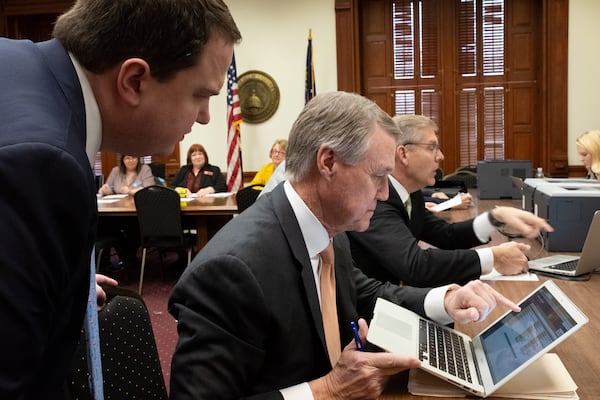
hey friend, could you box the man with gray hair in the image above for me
[169,92,520,400]
[348,114,553,288]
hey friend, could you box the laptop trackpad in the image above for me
[377,312,413,340]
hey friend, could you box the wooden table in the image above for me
[380,192,600,399]
[97,194,238,250]
[380,276,600,399]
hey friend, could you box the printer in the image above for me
[533,184,600,251]
[522,178,597,213]
[477,160,532,199]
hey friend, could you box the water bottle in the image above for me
[535,167,544,178]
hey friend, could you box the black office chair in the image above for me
[94,236,121,273]
[443,168,478,188]
[148,162,166,186]
[133,185,196,294]
[64,286,168,400]
[235,184,264,213]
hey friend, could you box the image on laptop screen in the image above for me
[479,286,577,384]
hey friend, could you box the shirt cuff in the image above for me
[281,382,314,400]
[424,285,454,325]
[475,248,494,275]
[473,212,496,243]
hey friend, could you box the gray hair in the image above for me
[392,114,439,144]
[286,92,399,181]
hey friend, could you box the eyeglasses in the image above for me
[404,142,441,153]
[271,150,286,155]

GOAL OF THE EXERCISE
In the data above, find the line containing "hey friend, could you box the shirt", then copy it and every later line exactly.

ANSWER BOX
hey friend, could you box the shirt cuff in the image above for me
[281,382,314,400]
[424,285,454,325]
[475,248,494,275]
[473,212,496,243]
hey friend, could you box the gray hair in the image above for me
[392,114,439,144]
[286,92,399,181]
hey friend, could you box the eyeglasses in the image above for me
[404,142,441,153]
[271,150,286,155]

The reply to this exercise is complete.